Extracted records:
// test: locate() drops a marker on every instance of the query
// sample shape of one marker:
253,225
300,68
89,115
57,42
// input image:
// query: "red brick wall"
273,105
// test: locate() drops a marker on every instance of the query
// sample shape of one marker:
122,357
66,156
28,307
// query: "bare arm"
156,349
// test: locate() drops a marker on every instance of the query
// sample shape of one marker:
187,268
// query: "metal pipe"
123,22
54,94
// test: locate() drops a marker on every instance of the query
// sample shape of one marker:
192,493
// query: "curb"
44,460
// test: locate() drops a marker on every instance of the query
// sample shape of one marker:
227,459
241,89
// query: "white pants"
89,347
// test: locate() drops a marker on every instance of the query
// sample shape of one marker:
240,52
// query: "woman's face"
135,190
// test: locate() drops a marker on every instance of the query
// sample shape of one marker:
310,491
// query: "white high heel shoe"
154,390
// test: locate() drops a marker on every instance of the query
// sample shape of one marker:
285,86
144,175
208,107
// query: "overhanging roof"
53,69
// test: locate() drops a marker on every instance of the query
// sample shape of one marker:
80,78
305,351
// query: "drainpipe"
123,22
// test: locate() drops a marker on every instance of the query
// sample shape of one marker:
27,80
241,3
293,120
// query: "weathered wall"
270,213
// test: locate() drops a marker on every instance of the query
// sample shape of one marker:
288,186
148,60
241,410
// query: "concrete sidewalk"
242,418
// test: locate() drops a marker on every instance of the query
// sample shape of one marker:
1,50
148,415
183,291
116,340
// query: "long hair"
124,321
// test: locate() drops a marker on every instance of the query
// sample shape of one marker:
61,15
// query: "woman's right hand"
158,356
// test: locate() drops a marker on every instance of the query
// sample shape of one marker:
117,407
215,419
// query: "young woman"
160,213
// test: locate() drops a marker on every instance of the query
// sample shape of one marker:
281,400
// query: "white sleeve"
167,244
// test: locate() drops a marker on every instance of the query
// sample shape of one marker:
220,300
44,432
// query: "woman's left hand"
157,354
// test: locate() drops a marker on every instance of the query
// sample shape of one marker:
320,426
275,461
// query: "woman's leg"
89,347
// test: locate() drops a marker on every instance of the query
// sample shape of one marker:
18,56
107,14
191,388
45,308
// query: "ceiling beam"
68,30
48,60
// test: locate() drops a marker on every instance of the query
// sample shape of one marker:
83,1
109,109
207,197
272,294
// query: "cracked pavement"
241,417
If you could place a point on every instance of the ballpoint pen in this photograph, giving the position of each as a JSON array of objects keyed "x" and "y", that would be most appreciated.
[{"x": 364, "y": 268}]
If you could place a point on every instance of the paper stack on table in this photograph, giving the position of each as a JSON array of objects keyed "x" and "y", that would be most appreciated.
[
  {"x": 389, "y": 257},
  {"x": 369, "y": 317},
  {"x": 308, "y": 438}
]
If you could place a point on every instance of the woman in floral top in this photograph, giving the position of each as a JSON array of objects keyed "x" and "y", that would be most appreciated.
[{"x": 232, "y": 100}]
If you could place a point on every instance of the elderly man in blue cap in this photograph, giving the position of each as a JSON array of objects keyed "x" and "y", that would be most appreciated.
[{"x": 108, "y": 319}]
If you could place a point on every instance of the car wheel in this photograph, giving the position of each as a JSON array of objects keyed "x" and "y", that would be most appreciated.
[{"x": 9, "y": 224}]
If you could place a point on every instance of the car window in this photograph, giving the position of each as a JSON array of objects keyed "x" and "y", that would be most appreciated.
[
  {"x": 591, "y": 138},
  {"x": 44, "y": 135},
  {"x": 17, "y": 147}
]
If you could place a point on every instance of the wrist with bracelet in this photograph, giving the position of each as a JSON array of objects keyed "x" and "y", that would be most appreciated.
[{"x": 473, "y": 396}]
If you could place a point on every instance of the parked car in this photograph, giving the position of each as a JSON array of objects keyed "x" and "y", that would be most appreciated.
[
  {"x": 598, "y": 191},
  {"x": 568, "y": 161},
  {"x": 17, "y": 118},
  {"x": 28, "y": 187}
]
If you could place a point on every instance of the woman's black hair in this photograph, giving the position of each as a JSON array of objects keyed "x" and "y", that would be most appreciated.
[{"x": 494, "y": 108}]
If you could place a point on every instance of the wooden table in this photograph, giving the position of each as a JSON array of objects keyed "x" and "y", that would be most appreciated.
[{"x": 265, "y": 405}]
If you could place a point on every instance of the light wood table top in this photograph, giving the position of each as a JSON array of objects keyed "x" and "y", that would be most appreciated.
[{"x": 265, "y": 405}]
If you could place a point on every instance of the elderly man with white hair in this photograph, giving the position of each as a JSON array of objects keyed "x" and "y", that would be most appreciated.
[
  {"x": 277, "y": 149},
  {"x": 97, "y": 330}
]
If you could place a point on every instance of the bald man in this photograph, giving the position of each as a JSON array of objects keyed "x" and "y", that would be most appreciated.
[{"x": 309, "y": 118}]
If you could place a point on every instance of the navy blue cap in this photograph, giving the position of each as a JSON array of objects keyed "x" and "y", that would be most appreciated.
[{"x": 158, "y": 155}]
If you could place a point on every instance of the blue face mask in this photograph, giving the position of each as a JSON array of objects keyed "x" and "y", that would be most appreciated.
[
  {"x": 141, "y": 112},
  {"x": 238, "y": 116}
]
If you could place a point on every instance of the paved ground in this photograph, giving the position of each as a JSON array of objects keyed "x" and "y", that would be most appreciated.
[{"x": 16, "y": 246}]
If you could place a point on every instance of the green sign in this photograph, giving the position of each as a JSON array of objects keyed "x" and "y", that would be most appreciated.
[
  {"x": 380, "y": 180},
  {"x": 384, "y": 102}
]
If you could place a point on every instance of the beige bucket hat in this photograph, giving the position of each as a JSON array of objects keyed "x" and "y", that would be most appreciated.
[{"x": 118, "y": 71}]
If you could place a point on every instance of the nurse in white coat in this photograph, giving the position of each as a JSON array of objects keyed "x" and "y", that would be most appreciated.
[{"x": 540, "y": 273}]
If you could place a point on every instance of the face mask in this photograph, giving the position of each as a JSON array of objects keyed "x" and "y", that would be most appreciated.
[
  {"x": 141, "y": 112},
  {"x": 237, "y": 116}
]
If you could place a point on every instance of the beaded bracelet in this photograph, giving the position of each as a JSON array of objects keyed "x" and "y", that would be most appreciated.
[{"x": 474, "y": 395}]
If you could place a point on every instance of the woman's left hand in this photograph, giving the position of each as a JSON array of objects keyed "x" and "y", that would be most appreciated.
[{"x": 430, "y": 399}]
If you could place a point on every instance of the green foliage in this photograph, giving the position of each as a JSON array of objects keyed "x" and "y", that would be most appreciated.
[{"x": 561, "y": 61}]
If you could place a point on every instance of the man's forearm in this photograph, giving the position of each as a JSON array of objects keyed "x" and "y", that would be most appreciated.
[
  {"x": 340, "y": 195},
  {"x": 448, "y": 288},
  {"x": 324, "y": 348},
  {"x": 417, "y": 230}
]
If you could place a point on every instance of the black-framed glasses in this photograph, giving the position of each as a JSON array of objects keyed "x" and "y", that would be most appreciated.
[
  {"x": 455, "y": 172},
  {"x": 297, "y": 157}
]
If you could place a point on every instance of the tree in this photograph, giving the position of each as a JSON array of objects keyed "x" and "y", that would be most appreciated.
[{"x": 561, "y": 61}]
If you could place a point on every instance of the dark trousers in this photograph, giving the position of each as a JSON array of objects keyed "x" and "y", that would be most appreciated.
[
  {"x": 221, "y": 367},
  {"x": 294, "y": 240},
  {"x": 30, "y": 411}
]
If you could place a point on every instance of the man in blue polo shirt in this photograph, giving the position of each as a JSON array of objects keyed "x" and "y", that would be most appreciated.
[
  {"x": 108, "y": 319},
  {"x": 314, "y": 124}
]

**What needs to be done**
Rewrite the records as a numbered list, skipping any blank lines, covering only the part that opens with the line containing "of the dark" and runs through the end of the records.

**Exercise output**
1. If you could place a point on every instance of the dark trousers in this photograph, giving the position of each as a JSON array of objects keyed "x" and "y", that would be most appreciated.
2. [
3.   {"x": 221, "y": 367},
4.   {"x": 294, "y": 240},
5.   {"x": 30, "y": 411}
6. ]
7. If you could place a point on every instance of the man in blue polo shirt in this photograph, giving the position of each as a JSON array of objects keyed "x" and "y", that would be most appreciated.
8. [
9.   {"x": 108, "y": 319},
10.   {"x": 314, "y": 124}
11. ]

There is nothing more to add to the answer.